--- START Extracted records ---

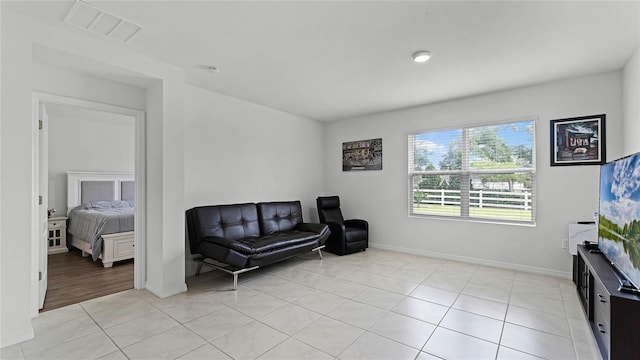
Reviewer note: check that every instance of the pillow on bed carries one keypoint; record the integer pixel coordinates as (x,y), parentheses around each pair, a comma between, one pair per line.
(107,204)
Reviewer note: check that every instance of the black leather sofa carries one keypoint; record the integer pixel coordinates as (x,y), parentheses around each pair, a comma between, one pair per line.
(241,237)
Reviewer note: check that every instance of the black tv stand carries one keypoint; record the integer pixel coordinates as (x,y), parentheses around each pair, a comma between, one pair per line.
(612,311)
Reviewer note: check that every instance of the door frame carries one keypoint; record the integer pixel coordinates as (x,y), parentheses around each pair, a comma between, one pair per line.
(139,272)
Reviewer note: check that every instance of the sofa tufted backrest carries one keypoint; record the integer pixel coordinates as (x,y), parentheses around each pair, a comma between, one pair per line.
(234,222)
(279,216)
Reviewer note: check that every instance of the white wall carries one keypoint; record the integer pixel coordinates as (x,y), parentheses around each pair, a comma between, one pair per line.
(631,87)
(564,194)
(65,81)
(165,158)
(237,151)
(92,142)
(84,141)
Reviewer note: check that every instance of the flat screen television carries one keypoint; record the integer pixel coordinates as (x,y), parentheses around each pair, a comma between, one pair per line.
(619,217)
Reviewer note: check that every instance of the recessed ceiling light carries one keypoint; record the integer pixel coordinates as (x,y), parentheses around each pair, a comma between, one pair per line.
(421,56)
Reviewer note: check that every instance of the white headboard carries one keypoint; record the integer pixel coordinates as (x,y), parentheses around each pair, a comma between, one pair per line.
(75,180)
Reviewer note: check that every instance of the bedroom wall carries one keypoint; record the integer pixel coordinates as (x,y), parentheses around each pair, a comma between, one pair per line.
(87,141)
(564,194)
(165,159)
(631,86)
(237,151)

--- END Extracted records ---
--- START Extracted records ---

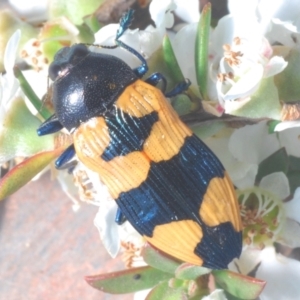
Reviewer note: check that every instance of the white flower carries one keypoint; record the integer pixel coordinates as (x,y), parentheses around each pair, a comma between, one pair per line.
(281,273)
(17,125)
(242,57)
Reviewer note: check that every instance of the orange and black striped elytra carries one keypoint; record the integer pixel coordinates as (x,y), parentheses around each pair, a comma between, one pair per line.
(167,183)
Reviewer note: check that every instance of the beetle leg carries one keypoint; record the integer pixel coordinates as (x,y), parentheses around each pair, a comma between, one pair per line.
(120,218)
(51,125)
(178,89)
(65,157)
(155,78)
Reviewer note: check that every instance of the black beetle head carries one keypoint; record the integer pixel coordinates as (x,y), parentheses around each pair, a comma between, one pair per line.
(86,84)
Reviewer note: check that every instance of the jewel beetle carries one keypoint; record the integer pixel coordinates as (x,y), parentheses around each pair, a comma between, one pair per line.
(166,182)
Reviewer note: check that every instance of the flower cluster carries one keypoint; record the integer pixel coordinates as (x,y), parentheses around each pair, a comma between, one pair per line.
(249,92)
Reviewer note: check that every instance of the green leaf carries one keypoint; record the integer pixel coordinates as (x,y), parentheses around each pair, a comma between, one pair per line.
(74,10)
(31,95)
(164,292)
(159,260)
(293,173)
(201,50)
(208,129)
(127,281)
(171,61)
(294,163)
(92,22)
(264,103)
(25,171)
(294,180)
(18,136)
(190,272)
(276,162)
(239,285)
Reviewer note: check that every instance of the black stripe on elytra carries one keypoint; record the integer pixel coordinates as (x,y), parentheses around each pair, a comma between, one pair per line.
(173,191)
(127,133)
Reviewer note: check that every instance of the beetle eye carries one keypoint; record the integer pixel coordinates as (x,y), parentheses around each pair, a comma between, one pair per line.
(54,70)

--- END Extracted records ---

▸ What is required
Gather every line of the items above that contains the word "wall" and copy each one in full. Case counts.

▸ Reply
Reviewer note: check that every instance of the white wall carries one keypoint; record the integer pixel coordinates as (x,y), parentheses around each pair, a comma between, one pair per line.
Reviewer note: check that every instance of the bedroom wall carries one keypoint; record the integer pixel coordinates as (x,y), parentheses around each pair, a comma between, one pair per line.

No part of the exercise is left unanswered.